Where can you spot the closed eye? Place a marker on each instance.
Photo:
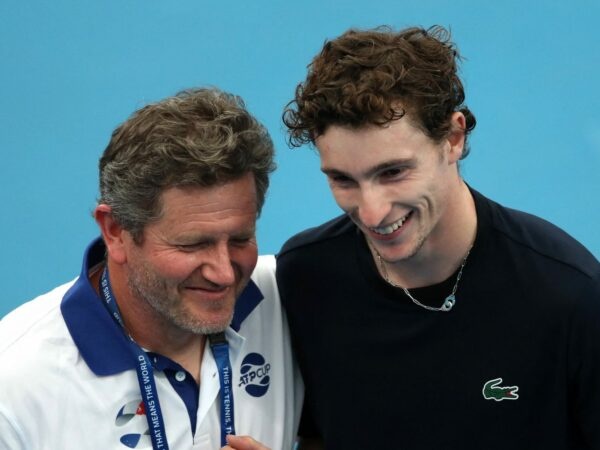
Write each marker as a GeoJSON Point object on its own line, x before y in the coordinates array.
{"type": "Point", "coordinates": [340, 180]}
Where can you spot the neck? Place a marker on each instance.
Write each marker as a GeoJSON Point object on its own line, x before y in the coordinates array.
{"type": "Point", "coordinates": [445, 248]}
{"type": "Point", "coordinates": [149, 329]}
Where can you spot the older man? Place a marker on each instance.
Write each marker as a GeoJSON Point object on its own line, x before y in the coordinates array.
{"type": "Point", "coordinates": [172, 336]}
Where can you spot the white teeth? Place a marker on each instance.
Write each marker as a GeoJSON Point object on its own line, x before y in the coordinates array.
{"type": "Point", "coordinates": [390, 228]}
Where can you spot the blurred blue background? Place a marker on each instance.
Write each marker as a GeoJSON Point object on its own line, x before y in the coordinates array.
{"type": "Point", "coordinates": [72, 70]}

• • • • •

What the exercise asks: Repeat exactly, and only, the lines from the line containing "Where can you spot the blurred" through the last line of the records above, both included.

The answer:
Where can you spot the blurred blue background? Place a marker on each instance.
Write each marker as a GeoJSON Point object on its own line, x before y in the coordinates array.
{"type": "Point", "coordinates": [72, 70]}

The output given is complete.